REQUIREMENTS
Pull out the lines below from the one containing "Each instance of the pink" down to the one containing "POLYGON ((100 300, 173", both included, and repeat them word for word with nothing else.

§

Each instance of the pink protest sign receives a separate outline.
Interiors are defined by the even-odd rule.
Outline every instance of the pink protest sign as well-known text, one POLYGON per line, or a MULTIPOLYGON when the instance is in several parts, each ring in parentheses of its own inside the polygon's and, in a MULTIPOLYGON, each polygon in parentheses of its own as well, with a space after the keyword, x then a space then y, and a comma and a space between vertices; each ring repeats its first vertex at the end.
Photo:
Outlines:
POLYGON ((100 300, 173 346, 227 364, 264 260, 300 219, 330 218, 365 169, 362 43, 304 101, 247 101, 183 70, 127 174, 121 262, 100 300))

§

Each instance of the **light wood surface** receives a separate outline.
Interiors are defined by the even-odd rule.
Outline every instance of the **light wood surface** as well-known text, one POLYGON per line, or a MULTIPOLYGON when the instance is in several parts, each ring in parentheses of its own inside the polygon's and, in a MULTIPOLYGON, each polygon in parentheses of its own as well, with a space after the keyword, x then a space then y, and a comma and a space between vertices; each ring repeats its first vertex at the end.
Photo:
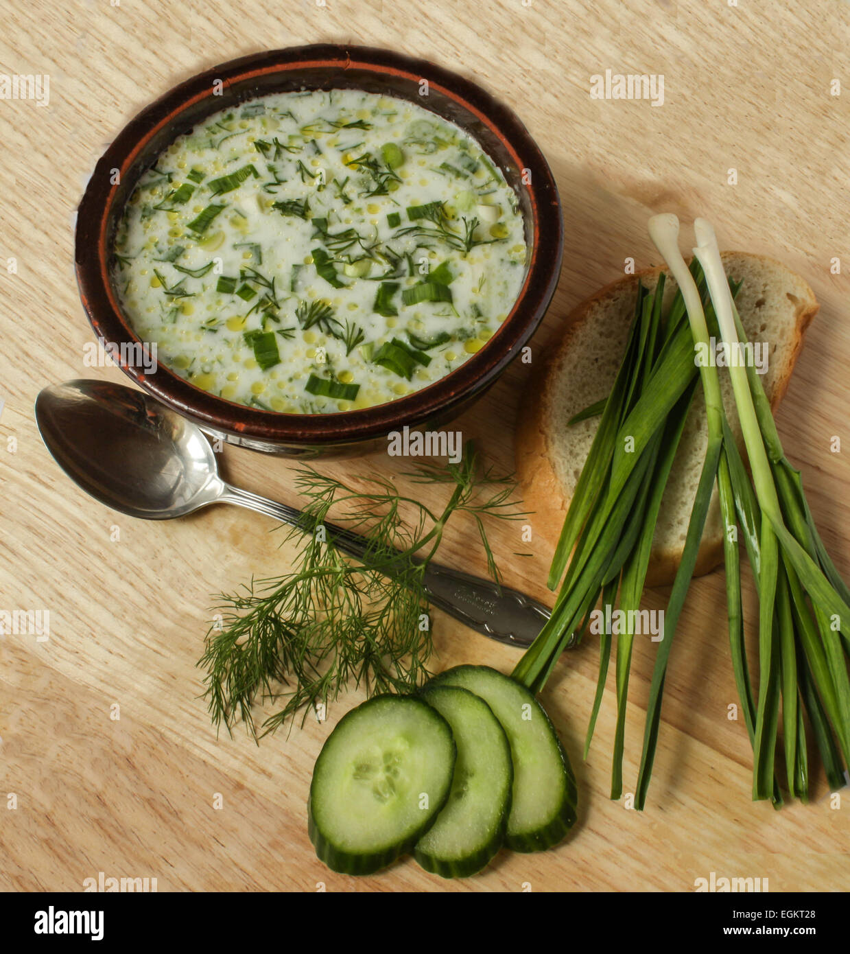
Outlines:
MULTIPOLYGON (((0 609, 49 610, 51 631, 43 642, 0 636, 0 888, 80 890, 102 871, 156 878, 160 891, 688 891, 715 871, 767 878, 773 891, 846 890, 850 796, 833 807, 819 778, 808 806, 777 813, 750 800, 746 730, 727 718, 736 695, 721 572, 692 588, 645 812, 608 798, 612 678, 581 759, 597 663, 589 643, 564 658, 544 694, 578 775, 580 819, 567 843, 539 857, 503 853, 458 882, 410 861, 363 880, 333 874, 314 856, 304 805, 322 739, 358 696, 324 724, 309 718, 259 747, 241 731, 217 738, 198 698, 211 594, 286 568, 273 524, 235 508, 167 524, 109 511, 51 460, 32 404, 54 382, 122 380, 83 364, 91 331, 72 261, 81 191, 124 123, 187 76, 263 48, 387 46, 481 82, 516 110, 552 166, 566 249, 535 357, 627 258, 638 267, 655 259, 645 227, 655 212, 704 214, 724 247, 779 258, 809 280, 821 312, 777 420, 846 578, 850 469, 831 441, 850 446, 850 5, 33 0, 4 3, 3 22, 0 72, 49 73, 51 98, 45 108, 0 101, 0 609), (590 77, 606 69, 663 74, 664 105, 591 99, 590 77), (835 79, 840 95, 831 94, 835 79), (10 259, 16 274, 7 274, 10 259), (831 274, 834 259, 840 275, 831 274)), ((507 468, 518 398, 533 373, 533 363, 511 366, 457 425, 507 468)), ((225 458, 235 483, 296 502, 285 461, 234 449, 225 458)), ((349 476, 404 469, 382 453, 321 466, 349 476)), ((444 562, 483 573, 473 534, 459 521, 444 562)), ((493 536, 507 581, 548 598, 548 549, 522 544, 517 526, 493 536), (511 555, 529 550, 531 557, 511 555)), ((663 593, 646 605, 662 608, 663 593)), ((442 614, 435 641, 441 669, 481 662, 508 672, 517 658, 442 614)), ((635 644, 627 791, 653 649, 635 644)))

§

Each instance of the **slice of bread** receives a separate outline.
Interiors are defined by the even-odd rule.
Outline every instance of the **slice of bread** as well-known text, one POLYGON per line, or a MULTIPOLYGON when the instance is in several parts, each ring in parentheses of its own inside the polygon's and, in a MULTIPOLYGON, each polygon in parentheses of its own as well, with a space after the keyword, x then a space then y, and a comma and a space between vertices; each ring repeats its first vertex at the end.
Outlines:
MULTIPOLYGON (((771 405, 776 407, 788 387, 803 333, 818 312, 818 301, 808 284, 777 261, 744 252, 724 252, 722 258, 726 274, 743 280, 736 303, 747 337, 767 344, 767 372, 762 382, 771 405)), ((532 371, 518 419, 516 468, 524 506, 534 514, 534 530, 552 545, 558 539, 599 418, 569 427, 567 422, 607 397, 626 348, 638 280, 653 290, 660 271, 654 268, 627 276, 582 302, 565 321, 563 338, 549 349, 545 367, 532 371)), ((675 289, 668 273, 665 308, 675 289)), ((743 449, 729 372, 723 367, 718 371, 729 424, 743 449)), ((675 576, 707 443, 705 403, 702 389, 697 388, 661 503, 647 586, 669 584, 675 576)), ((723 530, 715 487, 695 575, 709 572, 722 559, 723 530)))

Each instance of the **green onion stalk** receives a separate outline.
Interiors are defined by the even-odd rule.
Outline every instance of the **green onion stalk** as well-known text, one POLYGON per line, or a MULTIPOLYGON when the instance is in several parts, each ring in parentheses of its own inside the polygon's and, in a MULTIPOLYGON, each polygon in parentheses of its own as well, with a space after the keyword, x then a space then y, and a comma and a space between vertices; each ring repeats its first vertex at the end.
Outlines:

§

SOLUTION TO THIS EXERCISE
Each instance of the pink protest sign receives a separate outline.
Interiors are defined by the even-odd rule.
Outline every instance of the pink protest sign as well-known text, one POLYGON per line, or a MULTIPOLYGON when the instance is in several parts, each ring in parentheses of its own inside the polygon's and, in a MULTIPOLYGON, each polygon in parentheses of its own as well, with a space after the keyword, x then a space then y, and a comma and a space between vertices; each ring repeats its first vertex at the end.
Photo:
Outlines:
POLYGON ((100 300, 173 346, 227 364, 264 260, 300 219, 330 218, 365 169, 362 43, 304 101, 247 101, 183 70, 127 174, 121 262, 100 300))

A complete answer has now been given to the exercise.